··· Given data ···

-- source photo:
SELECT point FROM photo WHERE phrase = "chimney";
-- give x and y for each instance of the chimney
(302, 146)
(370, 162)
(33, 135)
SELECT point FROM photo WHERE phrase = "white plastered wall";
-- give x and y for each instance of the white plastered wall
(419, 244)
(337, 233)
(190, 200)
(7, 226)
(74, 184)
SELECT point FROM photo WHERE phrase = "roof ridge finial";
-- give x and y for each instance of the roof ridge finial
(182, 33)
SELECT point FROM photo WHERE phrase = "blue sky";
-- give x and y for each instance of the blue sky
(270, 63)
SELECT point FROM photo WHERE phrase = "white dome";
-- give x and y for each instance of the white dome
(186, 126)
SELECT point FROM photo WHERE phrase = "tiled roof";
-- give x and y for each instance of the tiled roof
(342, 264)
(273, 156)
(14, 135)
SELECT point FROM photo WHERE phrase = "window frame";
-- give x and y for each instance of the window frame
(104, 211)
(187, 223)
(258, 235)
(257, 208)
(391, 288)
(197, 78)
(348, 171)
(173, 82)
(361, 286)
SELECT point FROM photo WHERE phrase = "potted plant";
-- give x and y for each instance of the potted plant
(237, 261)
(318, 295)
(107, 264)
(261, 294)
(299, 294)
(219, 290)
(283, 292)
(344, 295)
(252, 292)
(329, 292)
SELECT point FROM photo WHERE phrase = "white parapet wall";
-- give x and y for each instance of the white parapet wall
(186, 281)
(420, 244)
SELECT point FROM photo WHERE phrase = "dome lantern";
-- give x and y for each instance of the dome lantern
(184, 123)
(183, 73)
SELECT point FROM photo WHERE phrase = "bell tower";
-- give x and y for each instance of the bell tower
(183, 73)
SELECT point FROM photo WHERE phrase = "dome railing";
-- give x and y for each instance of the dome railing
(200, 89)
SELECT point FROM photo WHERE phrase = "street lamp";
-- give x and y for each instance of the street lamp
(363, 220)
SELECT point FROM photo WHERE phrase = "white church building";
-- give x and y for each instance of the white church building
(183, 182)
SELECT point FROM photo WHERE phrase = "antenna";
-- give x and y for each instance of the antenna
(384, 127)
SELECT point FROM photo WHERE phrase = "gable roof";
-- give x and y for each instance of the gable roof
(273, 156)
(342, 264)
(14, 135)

···

[Exercise directions] Transcribe the data in full, matching every line exactly.

[Result of the exercise]
-- source photo:
SELECT point FROM photo WHERE phrase = "chimney";
-- give x and y for each instance of the chimney
(302, 146)
(370, 162)
(33, 135)
SELECT point FROM photo WHERE phrase = "white plastered wall";
-- give x and y for each instance of the white plastered wall
(419, 244)
(337, 233)
(190, 200)
(7, 226)
(74, 184)
SELECT point FROM photo WHERE phrase = "roof ridge finial";
-- give x and y for each instance of the roof ridge finial
(182, 33)
SELECT point FROM photo WHERE phrase = "blue sky";
-- give x and y for each instance of the blue sky
(270, 63)
SELECT point FROM photo WHERE phrase = "white dome";
-- give x and y for each instance of the white dome
(186, 126)
SELECT point FROM photo WHERE phrase = "tiled roof";
-- give x and y for each instance of the tiled roof
(342, 264)
(273, 156)
(14, 135)
SELECT point FROM photo WHERE phrase = "window frame";
-- give x and y for each instance of the window frame
(104, 211)
(187, 223)
(258, 235)
(257, 208)
(391, 288)
(197, 78)
(348, 171)
(173, 82)
(361, 286)
SELECT point FROM photo WHERE phrase = "potted plant";
-- give x and y for each instance of the potted plant
(237, 261)
(318, 295)
(107, 264)
(261, 294)
(299, 294)
(219, 290)
(283, 292)
(344, 295)
(252, 292)
(329, 292)
SELECT point FROM photo WHERE phrase = "white parapet wall";
-- give x and y for each instance of the white parapet wall
(186, 281)
(420, 244)
SELECT point FROM photo WHERE phrase = "dome lantern";
-- give x and y for each instance of the dome lantern
(184, 123)
(183, 73)
SELECT point FROM photo WHERE phrase = "bell tower";
-- give x and y for each instance of the bell tower
(183, 73)
SELECT point FROM photo WHERE phrase = "dome railing";
-- give x and y for each instance of the dome railing
(200, 89)
SELECT point FROM photo WHERE phrase = "street lamp";
-- give x and y for each instance of the street lamp
(363, 220)
SELECT point FROM photo WHERE phrase = "white church building";
-- give x and y for each instance of the white church building
(183, 182)
SELECT point FROM photo WHERE phrase = "antenna";
-- give x and y for each instance of the antenna
(384, 127)
SELECT point FROM photo WHERE phrase = "gable roof";
-- give x and y for each instance of the gable roof
(273, 156)
(342, 264)
(14, 135)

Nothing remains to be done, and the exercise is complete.